## DIRECTIONS FOR THIS TASK:
Could you please find each line in the records that contains the word "tire" and copy it?

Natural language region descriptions
################
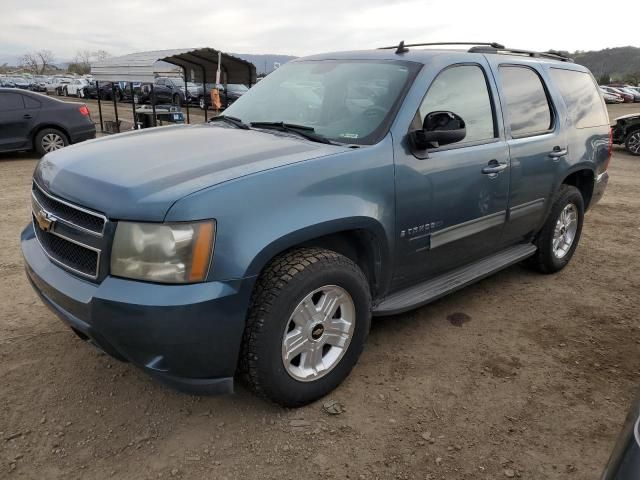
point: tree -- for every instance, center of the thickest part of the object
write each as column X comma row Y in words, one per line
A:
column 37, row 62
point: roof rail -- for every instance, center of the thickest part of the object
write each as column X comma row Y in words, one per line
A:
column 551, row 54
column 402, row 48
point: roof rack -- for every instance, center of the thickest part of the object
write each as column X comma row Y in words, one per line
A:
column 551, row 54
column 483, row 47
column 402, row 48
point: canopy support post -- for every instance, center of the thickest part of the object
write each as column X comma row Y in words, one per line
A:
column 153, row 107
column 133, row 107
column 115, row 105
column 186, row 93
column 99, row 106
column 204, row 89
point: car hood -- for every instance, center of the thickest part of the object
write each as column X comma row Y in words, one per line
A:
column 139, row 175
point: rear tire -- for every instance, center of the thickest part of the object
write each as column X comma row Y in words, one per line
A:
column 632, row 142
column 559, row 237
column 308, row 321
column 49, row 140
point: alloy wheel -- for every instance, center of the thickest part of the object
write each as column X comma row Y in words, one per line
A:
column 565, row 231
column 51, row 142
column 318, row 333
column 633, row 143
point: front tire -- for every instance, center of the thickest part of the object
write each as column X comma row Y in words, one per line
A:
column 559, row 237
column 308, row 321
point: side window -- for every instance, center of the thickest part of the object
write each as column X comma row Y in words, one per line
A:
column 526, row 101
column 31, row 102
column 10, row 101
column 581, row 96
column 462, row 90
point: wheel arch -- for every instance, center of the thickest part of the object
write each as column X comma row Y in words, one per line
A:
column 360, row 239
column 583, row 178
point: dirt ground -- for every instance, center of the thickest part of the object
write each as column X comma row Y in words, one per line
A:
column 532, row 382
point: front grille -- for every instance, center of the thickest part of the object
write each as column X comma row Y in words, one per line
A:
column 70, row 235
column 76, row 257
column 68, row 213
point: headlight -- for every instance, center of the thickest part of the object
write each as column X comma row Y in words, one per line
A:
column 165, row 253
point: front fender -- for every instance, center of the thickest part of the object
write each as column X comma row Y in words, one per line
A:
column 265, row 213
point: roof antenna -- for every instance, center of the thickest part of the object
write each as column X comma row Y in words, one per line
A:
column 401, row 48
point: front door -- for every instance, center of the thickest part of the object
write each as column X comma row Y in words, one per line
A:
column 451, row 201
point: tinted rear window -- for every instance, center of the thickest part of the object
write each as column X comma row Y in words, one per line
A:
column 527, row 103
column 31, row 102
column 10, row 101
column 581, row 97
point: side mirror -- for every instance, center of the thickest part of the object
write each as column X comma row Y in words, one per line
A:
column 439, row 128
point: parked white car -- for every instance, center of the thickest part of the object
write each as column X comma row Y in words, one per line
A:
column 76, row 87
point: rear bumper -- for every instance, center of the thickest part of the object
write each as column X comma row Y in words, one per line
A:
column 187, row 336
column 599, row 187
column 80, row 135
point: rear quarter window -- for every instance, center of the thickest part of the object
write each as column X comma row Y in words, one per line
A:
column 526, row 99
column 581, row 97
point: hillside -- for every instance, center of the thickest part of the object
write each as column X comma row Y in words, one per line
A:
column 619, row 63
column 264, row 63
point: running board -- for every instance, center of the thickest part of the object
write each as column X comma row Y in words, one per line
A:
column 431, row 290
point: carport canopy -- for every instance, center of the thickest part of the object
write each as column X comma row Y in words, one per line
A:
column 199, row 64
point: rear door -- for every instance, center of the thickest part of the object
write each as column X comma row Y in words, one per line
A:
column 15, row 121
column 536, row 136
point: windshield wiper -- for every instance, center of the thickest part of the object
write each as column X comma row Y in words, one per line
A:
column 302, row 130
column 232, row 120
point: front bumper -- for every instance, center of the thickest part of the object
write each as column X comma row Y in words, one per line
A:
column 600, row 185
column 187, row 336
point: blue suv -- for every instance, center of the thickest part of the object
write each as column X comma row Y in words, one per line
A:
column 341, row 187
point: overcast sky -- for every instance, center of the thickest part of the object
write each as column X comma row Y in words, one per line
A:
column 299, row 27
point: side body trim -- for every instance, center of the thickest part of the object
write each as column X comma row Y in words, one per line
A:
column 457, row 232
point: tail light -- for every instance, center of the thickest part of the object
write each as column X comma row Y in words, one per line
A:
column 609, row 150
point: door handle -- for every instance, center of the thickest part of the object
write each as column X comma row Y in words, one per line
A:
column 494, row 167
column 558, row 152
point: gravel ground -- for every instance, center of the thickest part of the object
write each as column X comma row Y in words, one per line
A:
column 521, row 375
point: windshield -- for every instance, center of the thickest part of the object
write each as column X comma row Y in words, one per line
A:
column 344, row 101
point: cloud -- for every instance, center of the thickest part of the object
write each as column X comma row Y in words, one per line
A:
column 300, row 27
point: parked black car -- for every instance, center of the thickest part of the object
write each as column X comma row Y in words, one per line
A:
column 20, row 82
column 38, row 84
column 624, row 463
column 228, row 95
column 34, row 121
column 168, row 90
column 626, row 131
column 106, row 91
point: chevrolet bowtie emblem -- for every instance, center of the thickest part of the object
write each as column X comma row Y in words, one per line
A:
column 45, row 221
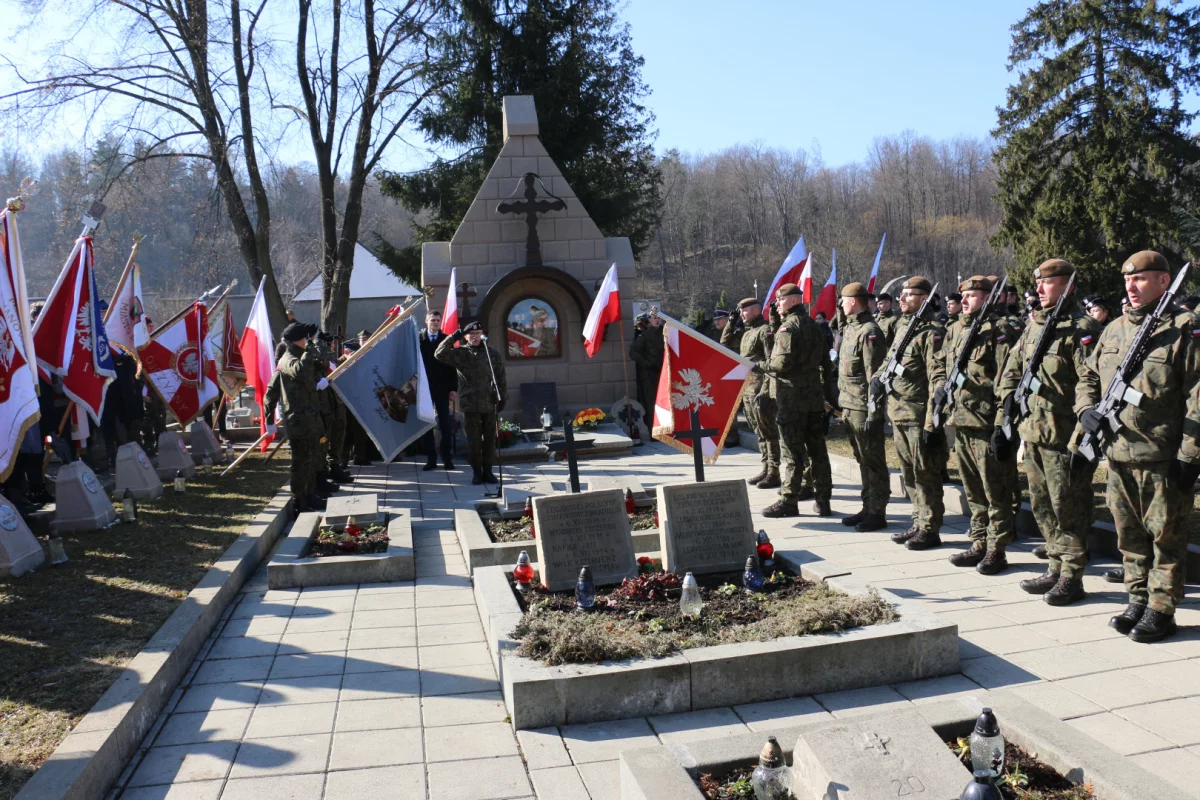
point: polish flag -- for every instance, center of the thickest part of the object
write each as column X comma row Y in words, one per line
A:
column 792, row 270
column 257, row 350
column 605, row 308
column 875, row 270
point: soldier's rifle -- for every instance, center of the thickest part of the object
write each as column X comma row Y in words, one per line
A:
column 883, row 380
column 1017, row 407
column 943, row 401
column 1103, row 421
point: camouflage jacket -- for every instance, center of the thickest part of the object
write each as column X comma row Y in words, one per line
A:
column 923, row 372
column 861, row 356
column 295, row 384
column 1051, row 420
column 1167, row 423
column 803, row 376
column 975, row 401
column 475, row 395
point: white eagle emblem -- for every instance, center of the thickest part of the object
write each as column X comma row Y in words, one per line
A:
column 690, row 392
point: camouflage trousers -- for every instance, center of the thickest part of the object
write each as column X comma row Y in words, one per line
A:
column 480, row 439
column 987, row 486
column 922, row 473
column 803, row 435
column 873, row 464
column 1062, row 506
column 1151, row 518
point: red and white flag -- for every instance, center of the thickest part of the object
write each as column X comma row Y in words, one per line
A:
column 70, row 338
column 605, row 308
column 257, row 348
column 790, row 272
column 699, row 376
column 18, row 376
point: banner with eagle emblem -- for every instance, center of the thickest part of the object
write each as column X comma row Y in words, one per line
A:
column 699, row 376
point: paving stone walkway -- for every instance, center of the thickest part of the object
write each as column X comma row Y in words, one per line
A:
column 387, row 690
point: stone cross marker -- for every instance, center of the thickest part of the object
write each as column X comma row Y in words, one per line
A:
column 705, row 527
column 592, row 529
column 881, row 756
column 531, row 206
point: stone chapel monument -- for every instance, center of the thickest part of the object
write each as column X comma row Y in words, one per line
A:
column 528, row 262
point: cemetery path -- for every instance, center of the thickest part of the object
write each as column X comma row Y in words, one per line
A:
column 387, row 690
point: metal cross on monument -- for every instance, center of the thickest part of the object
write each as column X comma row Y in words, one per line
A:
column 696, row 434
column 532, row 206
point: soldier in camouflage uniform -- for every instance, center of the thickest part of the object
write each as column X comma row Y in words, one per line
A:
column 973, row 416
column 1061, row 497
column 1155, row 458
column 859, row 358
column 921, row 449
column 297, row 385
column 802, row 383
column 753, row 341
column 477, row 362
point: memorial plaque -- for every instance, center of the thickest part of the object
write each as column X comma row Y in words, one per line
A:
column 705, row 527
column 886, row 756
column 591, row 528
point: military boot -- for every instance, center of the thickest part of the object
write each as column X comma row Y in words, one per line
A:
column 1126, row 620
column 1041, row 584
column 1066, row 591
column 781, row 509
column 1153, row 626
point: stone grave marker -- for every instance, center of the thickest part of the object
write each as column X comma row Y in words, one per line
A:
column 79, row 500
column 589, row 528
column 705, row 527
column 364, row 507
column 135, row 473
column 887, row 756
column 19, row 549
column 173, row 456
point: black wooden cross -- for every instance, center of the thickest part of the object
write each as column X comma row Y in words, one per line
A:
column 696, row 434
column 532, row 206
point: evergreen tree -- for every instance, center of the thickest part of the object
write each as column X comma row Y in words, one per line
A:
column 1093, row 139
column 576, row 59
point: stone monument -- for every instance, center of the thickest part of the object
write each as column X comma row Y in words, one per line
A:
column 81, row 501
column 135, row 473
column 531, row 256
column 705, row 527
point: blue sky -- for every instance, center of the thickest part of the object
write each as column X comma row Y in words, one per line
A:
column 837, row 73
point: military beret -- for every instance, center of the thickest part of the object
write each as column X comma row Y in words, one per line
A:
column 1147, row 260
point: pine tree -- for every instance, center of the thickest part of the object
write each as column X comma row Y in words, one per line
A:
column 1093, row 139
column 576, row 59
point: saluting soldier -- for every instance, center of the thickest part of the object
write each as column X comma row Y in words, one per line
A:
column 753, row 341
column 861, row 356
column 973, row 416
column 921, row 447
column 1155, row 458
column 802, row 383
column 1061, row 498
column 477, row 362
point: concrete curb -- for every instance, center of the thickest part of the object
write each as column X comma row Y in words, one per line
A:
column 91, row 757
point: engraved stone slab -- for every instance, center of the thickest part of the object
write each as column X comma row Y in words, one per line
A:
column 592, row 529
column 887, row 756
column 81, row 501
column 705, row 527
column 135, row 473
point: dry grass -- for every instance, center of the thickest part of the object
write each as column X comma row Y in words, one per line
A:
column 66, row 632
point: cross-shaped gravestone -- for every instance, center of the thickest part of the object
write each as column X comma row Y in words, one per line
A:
################
## RESPONSE AREA:
point: rear tire -- for every instance, center of the thickest part of the object
point: front tire -- for every instance, center of the thickest part of the object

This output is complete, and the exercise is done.